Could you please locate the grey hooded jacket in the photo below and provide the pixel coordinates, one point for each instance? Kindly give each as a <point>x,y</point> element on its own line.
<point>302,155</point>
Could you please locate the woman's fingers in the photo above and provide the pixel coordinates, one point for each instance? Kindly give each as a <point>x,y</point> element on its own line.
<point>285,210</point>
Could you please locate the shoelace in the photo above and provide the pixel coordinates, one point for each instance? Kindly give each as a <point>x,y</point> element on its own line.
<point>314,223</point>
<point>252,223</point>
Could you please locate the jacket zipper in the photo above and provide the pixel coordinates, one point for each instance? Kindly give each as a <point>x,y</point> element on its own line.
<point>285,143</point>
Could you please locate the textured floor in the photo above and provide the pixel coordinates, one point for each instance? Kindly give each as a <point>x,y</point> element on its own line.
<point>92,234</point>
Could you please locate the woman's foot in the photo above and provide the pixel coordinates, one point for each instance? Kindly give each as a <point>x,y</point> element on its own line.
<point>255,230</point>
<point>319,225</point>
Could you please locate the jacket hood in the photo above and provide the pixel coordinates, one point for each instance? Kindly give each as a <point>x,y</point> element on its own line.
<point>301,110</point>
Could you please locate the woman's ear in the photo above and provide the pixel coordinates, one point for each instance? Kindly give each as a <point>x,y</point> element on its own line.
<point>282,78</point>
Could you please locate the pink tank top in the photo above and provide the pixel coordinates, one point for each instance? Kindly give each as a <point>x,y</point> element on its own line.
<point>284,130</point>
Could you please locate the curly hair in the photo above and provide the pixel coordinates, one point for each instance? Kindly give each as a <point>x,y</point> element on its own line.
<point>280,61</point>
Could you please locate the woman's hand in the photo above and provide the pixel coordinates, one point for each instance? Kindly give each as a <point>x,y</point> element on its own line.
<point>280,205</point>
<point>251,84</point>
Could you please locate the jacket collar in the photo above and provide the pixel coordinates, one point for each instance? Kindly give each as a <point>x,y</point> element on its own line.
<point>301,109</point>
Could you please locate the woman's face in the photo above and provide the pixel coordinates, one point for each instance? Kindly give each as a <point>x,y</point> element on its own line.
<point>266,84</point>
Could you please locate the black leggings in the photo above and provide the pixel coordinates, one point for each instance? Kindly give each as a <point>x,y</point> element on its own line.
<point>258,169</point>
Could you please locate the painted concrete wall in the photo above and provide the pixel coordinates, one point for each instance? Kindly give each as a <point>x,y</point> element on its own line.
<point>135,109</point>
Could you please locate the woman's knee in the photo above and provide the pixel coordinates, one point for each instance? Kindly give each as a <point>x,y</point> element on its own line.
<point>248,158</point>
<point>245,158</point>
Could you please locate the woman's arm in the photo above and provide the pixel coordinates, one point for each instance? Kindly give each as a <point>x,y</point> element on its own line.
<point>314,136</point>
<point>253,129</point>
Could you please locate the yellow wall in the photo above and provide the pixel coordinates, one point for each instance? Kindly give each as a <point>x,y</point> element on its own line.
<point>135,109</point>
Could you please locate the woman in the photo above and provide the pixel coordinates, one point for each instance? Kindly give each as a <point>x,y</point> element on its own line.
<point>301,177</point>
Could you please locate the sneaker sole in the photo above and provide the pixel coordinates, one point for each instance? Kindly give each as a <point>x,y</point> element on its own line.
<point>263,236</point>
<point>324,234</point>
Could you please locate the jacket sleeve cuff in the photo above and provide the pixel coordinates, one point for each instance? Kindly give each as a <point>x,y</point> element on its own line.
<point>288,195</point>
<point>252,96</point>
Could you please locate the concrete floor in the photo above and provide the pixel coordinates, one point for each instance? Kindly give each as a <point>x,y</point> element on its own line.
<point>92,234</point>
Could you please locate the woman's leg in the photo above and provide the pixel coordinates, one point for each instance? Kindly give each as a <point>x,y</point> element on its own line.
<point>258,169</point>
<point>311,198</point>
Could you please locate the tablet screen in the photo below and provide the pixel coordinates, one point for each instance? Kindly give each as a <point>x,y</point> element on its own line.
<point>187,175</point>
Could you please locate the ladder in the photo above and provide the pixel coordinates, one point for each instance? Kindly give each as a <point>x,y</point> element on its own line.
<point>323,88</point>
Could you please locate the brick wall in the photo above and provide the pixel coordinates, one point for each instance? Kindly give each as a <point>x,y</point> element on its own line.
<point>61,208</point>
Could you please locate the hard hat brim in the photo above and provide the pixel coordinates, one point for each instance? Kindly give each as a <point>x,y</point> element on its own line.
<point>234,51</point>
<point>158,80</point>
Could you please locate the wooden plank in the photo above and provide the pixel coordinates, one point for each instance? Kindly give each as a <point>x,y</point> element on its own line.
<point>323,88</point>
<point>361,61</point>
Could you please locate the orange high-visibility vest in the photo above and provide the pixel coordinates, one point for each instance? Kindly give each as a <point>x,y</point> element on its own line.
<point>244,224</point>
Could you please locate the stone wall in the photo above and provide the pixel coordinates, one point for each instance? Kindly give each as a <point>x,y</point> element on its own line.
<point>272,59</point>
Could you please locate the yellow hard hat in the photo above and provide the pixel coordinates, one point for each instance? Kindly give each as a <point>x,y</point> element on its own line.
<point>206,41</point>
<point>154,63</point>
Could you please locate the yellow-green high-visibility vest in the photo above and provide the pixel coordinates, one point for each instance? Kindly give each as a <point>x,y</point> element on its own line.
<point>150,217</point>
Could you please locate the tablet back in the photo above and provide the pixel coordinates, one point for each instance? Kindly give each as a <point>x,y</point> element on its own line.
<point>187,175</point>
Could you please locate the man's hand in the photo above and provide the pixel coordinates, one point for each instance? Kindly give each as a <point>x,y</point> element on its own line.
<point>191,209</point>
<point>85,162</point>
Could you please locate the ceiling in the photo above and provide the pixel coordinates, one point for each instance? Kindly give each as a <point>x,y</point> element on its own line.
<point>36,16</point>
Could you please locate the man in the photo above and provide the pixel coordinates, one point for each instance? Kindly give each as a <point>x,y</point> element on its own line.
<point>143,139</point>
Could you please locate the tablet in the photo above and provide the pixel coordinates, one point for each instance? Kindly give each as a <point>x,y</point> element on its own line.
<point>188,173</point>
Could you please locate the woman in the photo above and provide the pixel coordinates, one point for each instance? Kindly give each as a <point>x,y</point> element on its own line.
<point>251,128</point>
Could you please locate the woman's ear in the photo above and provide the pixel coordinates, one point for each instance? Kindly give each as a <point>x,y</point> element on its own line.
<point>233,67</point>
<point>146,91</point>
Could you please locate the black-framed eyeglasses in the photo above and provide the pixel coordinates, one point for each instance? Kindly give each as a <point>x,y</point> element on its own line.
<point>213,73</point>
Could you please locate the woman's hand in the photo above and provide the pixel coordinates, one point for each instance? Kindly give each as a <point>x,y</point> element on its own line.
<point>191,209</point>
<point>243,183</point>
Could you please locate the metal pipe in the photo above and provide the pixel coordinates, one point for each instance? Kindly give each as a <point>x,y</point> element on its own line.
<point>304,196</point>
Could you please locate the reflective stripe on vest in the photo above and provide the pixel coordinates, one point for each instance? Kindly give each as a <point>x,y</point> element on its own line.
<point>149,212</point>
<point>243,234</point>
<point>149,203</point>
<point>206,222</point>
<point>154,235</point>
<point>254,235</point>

> **Exercise requirements**:
Each line of the listing should be copied exactly.

> **Solution to the problem**:
Could you please locate the grey hooded jacket in the photo below and provide the pixel coordinates, one point for each instance? Kindly give each as a <point>x,y</point> element on its own line.
<point>302,155</point>
Could you please locate the woman's fingers in the photo above and provide the pixel coordinates, one point for each instance? Kindly give each as a <point>x,y</point> element on its own line.
<point>285,210</point>
Could you please locate the shoelace in the photo above and provide the pixel coordinates, one point for each instance? Kindly give each as a <point>x,y</point> element on its own line.
<point>314,223</point>
<point>252,223</point>
Could you please locate the jacket zipper in the photo above and provide the pixel coordinates, one point for each instance? Kindly give each as a <point>x,y</point> element on its own line.
<point>285,143</point>
Could you please locate the textured floor in the photo above and provide the pixel coordinates, one point for each instance? Kindly give each as a <point>x,y</point> element on its own line.
<point>92,234</point>
Could you please locate the woman's foot in the photo above and provide the pixel coordinates, one point for each instance? Kindly give each as a <point>x,y</point> element on its own line.
<point>255,230</point>
<point>319,225</point>
Could you please locate the jacket hood in the photo above and provide the pixel coordinates, one point for each instance? Kindly give each as a <point>x,y</point> element on its own line.
<point>301,110</point>
Could you please locate the woman's ear in the photo above and provide the pixel coordinates, one point for each instance? Kindly give each as a <point>x,y</point> element on its own line.
<point>282,78</point>
Could you please locate the pink tank top in the photo above and provide the pixel coordinates, one point for each instance? Kindly give each as a <point>x,y</point> element on its own line.
<point>284,130</point>
Could you please locate the curly hair in the photo above and provide the pixel coordinates, one point for each instance? Kindly give each as a <point>x,y</point> element on its own line.
<point>280,61</point>
Could you please locate the woman's hand in the photo above and provide the pixel coordinates, one point for each instance? Kindly give each as a <point>x,y</point> element on its own line.
<point>280,205</point>
<point>251,84</point>
Could you please locate the jacket collar in the photo above and provide the pixel coordinates, one point for each instance? Kindly give each as a <point>x,y</point> element on its own line.
<point>301,109</point>
Could you please locate the woman's face in the photo above and provide the pixel coordinates, one point for each instance? Kindly give each as a <point>x,y</point> element on its own line.
<point>266,84</point>
Could you please locate the black leggings in the photo above and provide the pixel coordinates, one point for each instance? Kindly give each as a <point>x,y</point> element on its own line.
<point>258,169</point>
Could you please locate the painted concrete wall in the photo above and provide the pixel coordinates, one point for each instance? Kindly give each as a <point>x,y</point> element on its own line.
<point>135,109</point>
Could you please locate the woman's knee in the photo above and provide the pixel coordinates, one point for each instance? Kindly give each as a <point>x,y</point> element on its own line.
<point>248,158</point>
<point>245,158</point>
Could you please locate the woman's arm in the photo above and provide the pixel coordinates, one point for each instance? Kindly give each as a <point>x,y</point> element on its own line.
<point>314,136</point>
<point>253,129</point>
Could you please locate the yellow wall in the photo above and provide the pixel coordinates, one point for each instance? Kindly give each as a <point>x,y</point> element on its own line.
<point>135,109</point>
Could you please locate the woman in the photo above and provide the pixel coordinates, one point for each instance? Kindly give each as a <point>x,y</point> element on its own line.
<point>301,177</point>
Could you please locate the sneaker sole in the photo above and provide the pixel coordinates, one point for each instance? Kindly give each as a <point>x,y</point> element on its own line.
<point>263,236</point>
<point>324,234</point>
Could you please locate the jacket sleeve cuff in the photo above and provide the pixel coordinates, one point for each instance? Kindly give each as a <point>x,y</point> element on its own line.
<point>288,195</point>
<point>252,96</point>
Could you please locate the concrete floor in the photo above and provide the pixel coordinates, one point for each instance? Kindly give each as a <point>x,y</point> element on its own line.
<point>92,234</point>
Could you please locate the woman's leg in the photo above and provide the pixel coordinates, one point for each instance? Kindly give each as a <point>x,y</point> element on its own line.
<point>258,169</point>
<point>311,198</point>
Could you please locate the tablet screen in the photo below and provide the pixel coordinates, one point for each instance? Kindly give each as a <point>x,y</point> element on its own line.
<point>187,175</point>
Could you please locate the ladder in the photo above and provide the pixel coordinates, one point for each instance? Kindly give each as a <point>x,y</point> element on its own line.
<point>323,88</point>
Could you please locate the brick wall in the photo above and provide the pixel coordinates, one point for each instance? Kindly give each as a <point>x,y</point> element on its own line.
<point>61,208</point>
Could you please locate the hard hat brim in the photo above and provide the pixel coordinates, one point for each instance? Kindly give each as a <point>x,y</point> element on its own line.
<point>234,51</point>
<point>158,80</point>
Could you please locate the wooden plank in the photo above and provide the pixel coordinates, one point for each instance? Kindly give each as a <point>x,y</point> element on its own line.
<point>323,88</point>
<point>361,61</point>
Could you please locate the orange high-visibility vest in the photo above and provide the pixel coordinates, one point for each instance? Kindly give each as a <point>x,y</point> element on its own line.
<point>244,224</point>
Could you please locate the stone wall in the photo above and provide the pixel coordinates, one point for each instance? Kindly give each as a <point>x,y</point> element on its own line.
<point>272,59</point>
Could you please locate the yellow hard hat in the photo above and provide the pixel coordinates, one point for each instance? Kindly give each as a <point>x,y</point> element on its own line.
<point>206,41</point>
<point>154,63</point>
Could you please locate the yellow-green high-visibility vest in the photo above and provide the pixel coordinates, one point for each instance? Kindly give each as a <point>x,y</point> element on its own line.
<point>150,217</point>
Could you please locate the tablet back in the photo above and provide the pixel coordinates, one point for each instance? Kindly give each as a <point>x,y</point> element on its own line.
<point>187,175</point>
Could you please locate the man's hand in the photo above and provide the pixel coordinates, one point for each instance? Kindly give each as a <point>x,y</point> element on its own line.
<point>191,209</point>
<point>85,162</point>
Could you please locate the ceiling in the photo above and provide the pixel coordinates, one point for each instance? Kindly give each as a <point>x,y</point> element on its own line.
<point>36,16</point>
Could you please locate the man in the photo above and provide the pixel coordinates, one point for each instance? Kindly give each as a <point>x,y</point> element on its own line.
<point>143,139</point>
Could you please locate the tablet in the photo above and provide the pixel coordinates, one point for each instance? Kindly give each as a <point>x,y</point> element on its own line.
<point>188,173</point>
Could you please locate the woman in the photo above and provide the pixel coordinates, one point for each instance? Kindly give each as a <point>x,y</point> element on its own line.
<point>251,128</point>
Could you please locate the woman's ear in the photo above and provide the pixel coordinates, one point for each instance? Kindly give each as a <point>x,y</point> element on its own line.
<point>233,67</point>
<point>146,91</point>
Could you please locate the black-framed eyeglasses in the photo above and provide the pixel coordinates, one point for each instance? Kindly give each as a <point>x,y</point> element on its own line.
<point>213,73</point>
Could you please locate the woman's hand in the photo above and provide the pixel coordinates, one point for each instance? Kindly give each as a <point>x,y</point> element on its own line.
<point>191,209</point>
<point>243,183</point>
Could you please locate the metal pipe in the photo above and provide the pixel coordinates, one point for each instance? Kindly give each as a <point>x,y</point> element on its own line.
<point>304,196</point>
Could you please locate the reflective stripe on vest in the photo above and provide the pixel coordinates, one point for each instance? Kindly give each as a <point>x,y</point> element on its own line.
<point>149,212</point>
<point>243,234</point>
<point>149,203</point>
<point>206,222</point>
<point>154,235</point>
<point>254,235</point>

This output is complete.